* Exercise description *
Would you please return the lines of the entries below starting at the line that has "[ ] locate the orange train" and ending at the line that has "[ ] locate the wet gravel", both included, exactly as they are?
**** Provided entries
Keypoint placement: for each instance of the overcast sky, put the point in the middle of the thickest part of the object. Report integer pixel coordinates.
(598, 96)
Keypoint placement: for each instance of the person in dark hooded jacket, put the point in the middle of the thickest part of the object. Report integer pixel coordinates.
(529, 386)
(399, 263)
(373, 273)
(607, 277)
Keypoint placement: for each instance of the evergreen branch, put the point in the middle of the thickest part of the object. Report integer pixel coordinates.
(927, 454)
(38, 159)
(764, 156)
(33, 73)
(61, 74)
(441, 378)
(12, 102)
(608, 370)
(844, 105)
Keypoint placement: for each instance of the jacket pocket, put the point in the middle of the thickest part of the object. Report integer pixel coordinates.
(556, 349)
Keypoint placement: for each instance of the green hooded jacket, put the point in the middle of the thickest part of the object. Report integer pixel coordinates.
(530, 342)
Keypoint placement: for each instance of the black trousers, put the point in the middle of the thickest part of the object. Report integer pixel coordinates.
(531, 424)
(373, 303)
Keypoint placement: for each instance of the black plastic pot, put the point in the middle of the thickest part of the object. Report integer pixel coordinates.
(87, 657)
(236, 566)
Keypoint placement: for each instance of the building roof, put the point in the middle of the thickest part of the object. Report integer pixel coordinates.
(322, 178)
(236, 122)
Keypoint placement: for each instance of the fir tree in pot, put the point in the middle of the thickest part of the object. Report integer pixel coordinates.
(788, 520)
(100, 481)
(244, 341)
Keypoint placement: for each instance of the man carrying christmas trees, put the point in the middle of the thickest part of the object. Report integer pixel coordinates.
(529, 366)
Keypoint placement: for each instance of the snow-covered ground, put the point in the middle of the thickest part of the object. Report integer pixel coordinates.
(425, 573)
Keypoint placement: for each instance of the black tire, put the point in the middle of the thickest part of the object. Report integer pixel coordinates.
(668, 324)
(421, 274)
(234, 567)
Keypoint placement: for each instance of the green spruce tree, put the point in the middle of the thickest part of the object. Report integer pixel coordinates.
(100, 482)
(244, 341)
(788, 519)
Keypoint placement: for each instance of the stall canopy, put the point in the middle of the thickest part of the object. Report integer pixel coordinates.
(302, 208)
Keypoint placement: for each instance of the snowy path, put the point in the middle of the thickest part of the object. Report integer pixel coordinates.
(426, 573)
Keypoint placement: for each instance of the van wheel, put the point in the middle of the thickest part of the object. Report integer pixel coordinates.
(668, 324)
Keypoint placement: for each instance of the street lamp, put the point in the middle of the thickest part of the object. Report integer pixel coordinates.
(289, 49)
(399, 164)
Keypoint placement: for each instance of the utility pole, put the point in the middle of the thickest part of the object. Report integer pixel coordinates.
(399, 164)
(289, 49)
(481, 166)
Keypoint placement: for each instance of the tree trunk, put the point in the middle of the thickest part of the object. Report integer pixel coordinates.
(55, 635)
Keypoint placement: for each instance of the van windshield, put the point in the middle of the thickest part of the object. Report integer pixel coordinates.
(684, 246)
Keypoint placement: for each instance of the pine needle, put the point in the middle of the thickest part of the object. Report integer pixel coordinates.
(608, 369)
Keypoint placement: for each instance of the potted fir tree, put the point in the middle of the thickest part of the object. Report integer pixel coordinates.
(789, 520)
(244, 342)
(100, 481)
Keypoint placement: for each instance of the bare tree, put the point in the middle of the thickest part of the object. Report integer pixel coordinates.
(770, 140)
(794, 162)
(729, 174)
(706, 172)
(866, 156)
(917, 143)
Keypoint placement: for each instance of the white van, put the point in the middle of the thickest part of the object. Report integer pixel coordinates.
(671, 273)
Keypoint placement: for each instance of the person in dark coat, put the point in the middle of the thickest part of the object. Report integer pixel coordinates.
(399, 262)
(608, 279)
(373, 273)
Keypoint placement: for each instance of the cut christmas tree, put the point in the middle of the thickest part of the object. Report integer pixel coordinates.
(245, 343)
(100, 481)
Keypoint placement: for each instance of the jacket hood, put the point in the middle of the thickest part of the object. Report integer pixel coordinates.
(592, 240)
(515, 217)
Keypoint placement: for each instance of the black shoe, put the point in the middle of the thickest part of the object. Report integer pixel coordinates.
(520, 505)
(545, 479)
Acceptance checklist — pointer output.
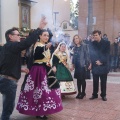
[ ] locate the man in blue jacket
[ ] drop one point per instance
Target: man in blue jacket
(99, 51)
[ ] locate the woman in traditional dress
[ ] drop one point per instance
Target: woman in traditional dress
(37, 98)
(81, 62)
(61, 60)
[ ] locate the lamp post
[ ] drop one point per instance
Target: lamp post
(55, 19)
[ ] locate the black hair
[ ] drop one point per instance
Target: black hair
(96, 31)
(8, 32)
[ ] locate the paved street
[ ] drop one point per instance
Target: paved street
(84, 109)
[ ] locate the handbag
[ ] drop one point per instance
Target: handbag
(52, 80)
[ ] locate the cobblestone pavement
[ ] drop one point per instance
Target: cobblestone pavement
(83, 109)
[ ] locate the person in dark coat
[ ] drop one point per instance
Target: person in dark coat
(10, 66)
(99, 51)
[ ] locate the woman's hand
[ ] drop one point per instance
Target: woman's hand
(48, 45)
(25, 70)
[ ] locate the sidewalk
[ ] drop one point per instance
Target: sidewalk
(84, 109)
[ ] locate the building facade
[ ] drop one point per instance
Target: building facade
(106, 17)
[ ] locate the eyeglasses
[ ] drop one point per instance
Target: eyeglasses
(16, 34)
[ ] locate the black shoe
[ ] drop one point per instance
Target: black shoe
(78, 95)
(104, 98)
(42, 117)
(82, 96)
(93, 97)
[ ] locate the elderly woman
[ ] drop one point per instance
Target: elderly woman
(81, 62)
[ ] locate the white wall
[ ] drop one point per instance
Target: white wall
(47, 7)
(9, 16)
********
**** Provided entries
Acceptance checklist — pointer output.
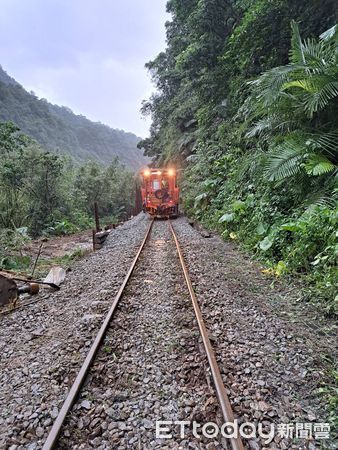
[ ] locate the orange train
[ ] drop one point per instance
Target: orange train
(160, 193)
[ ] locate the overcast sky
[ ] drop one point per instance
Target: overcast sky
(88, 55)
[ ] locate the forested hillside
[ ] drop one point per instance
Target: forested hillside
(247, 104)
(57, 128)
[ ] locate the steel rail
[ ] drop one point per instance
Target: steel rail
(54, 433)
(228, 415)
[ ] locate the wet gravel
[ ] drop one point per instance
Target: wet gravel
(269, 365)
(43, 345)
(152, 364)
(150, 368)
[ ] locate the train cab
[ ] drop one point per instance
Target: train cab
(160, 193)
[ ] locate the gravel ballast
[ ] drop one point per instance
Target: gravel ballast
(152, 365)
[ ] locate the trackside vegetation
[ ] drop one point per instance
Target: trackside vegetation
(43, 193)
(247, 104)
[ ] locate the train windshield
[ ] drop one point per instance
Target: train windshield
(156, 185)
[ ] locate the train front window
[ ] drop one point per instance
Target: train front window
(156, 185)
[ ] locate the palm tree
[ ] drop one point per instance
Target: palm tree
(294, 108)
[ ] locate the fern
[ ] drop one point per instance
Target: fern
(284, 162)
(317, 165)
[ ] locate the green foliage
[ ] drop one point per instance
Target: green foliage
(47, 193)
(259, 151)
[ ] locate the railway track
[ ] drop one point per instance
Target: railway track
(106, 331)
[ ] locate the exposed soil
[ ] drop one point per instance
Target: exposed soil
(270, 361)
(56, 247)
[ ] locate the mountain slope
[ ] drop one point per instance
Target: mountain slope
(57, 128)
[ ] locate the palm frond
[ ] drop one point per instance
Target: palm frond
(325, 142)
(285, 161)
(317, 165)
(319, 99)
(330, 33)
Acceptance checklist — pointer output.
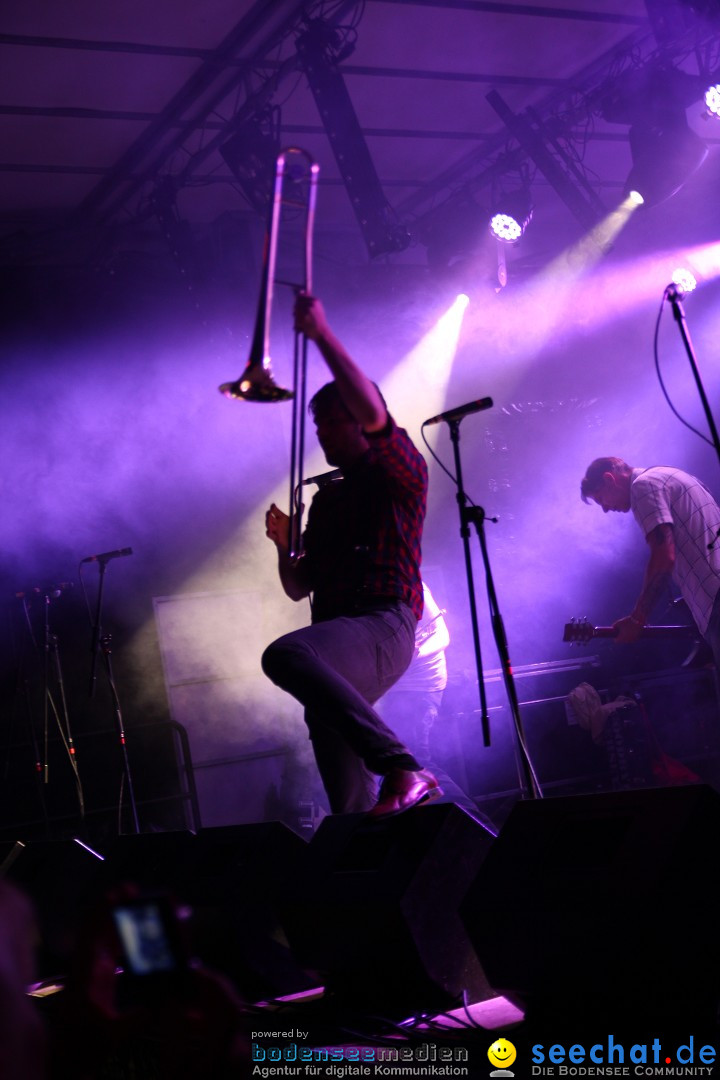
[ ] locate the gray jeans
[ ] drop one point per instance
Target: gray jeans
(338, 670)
********
* Task result *
[ ] locate the orange train
[ ] drop one point per instance
Target: orange train
(160, 193)
[ ] locate the overcast sky
[ ] drop one point per instance
Target: overcast sky
(88, 55)
[ ] locate the forested hillside
[ ] drop one point per instance
Target: forested hillside
(247, 104)
(57, 128)
[ ] locate the steel rail
[ ] drop one point per instance
Target: steel rail
(54, 433)
(228, 415)
[ ] locate the wet gravel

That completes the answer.